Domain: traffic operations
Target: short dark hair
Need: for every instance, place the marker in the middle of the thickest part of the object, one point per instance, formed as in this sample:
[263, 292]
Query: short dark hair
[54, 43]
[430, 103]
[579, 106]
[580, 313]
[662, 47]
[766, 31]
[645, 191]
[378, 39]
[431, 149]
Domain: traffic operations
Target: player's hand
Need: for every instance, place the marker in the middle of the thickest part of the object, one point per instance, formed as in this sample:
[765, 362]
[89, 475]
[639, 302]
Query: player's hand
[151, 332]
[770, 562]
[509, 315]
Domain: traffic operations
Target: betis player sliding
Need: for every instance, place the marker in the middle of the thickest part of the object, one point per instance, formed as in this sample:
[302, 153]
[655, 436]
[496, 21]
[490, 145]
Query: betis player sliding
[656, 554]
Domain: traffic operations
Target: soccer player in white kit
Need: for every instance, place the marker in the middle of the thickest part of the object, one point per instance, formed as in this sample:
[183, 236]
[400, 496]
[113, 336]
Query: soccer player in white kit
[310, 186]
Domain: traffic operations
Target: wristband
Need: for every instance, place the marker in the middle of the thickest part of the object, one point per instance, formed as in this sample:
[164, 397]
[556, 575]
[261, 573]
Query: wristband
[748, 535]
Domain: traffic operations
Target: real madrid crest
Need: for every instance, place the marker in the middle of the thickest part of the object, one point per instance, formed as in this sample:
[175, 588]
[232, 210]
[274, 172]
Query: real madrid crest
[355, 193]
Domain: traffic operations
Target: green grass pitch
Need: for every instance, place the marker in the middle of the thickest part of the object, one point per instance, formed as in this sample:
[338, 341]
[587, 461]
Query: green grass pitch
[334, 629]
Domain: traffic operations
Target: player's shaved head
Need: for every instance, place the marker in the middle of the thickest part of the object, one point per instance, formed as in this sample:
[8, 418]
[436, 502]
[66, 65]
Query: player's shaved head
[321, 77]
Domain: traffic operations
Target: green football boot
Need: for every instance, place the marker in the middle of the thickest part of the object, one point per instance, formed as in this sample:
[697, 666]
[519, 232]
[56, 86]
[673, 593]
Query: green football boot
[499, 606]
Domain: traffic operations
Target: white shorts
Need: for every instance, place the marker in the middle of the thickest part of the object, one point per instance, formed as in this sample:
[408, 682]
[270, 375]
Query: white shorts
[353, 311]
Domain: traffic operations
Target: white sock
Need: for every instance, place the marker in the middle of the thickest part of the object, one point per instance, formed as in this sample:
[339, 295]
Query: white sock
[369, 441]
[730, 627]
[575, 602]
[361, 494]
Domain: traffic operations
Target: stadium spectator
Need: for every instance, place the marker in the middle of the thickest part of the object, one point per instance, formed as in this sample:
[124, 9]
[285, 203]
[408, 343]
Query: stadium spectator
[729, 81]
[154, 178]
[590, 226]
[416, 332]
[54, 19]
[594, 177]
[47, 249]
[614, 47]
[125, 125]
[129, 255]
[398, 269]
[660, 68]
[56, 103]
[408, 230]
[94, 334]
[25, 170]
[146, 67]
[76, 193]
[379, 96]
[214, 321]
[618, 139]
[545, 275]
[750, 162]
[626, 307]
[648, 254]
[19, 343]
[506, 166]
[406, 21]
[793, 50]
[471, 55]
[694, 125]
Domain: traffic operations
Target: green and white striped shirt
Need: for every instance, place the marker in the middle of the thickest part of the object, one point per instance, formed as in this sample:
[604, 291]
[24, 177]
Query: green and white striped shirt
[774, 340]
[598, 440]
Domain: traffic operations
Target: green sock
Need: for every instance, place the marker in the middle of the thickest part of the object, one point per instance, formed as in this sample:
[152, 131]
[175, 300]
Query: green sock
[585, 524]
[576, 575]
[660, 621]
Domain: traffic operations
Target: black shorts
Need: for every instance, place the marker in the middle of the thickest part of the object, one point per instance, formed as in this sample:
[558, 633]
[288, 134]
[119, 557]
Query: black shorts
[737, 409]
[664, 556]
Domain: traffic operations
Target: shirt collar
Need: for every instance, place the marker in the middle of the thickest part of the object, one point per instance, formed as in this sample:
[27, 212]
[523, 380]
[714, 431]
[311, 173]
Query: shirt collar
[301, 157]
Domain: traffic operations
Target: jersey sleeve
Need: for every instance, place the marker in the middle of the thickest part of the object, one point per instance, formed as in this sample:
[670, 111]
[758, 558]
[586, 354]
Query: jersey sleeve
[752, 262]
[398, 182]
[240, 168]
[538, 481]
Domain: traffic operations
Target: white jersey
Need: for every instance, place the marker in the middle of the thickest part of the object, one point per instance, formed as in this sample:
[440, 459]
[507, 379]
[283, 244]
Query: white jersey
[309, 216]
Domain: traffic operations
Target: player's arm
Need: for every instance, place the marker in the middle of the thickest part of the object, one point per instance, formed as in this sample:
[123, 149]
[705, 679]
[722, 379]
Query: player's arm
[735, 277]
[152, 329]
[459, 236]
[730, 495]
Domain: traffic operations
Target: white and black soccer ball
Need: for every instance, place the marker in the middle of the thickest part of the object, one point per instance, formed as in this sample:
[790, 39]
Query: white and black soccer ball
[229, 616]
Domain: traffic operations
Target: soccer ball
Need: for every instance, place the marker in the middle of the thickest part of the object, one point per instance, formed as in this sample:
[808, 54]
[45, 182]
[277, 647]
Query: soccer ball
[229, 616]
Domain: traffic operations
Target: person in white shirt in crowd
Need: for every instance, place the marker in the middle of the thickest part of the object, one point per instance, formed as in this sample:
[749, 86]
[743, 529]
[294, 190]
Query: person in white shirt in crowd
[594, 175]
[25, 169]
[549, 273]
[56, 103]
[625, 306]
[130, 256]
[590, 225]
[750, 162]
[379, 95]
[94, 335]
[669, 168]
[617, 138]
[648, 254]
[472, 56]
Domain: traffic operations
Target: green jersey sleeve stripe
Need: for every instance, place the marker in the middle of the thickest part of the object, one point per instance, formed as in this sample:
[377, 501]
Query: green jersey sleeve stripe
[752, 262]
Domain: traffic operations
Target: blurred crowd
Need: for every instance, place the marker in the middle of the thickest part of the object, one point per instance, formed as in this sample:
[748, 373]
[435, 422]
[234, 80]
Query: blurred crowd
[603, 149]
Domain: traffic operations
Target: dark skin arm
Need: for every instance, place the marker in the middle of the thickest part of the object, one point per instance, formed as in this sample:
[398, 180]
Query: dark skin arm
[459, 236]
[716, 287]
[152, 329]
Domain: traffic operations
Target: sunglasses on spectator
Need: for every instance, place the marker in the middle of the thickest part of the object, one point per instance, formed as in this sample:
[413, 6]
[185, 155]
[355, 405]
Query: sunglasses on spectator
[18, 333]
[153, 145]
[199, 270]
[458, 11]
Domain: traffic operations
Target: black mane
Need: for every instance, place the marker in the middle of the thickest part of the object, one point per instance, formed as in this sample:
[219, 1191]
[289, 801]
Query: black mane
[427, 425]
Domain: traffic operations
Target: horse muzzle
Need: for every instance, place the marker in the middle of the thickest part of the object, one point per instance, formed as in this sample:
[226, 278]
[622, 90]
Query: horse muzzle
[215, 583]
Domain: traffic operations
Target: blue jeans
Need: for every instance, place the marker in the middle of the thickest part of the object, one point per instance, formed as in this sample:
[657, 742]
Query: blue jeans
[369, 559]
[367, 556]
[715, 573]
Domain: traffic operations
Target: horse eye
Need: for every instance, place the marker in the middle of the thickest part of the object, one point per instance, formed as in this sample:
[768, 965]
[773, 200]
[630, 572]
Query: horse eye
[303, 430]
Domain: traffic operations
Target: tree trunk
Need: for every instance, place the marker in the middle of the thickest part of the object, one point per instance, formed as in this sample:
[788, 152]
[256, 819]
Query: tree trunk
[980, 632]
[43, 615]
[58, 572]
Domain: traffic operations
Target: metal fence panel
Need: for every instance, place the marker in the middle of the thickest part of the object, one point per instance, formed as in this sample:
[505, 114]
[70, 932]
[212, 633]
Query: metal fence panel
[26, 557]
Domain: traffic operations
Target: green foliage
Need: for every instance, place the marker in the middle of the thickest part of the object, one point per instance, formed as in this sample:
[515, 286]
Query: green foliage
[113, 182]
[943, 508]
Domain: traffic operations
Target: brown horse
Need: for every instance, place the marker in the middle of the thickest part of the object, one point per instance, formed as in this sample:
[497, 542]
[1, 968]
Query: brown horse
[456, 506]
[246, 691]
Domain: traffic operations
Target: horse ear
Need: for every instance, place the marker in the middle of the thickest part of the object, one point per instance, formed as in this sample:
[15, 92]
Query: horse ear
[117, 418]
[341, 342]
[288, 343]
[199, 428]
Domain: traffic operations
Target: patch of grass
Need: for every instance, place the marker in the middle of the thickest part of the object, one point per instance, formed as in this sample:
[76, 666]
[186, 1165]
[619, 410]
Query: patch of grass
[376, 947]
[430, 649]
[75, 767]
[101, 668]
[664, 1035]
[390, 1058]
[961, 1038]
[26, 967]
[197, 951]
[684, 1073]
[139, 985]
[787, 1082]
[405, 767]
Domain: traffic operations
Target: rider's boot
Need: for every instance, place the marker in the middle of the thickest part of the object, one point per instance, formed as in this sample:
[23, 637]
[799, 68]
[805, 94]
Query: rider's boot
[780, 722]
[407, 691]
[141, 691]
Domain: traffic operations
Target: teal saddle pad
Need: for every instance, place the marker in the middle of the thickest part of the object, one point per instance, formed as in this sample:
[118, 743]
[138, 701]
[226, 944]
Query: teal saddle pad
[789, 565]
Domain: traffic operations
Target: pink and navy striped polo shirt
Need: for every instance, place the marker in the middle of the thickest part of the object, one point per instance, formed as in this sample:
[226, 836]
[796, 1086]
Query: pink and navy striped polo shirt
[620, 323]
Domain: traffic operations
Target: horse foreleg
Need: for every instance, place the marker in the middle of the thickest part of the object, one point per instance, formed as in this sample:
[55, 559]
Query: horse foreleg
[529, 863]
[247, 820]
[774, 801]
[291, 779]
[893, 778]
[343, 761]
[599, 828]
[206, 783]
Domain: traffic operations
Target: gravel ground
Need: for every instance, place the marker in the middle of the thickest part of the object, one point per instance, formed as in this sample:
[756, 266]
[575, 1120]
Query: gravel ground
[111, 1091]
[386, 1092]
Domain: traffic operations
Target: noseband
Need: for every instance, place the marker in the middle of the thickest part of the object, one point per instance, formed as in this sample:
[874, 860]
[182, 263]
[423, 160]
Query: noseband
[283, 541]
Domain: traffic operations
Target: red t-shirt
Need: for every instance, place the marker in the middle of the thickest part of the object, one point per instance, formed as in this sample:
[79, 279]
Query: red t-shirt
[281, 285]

◇ ◇ ◇ ◇ ◇

- **GIVEN PROBLEM**
Extract every line of the data above that contains the word "madrid", treating uppercase and lowercase letters as different.

- **ANSWER TO THIS EXERCISE**
Target: real madrid crest
Query: real madrid crest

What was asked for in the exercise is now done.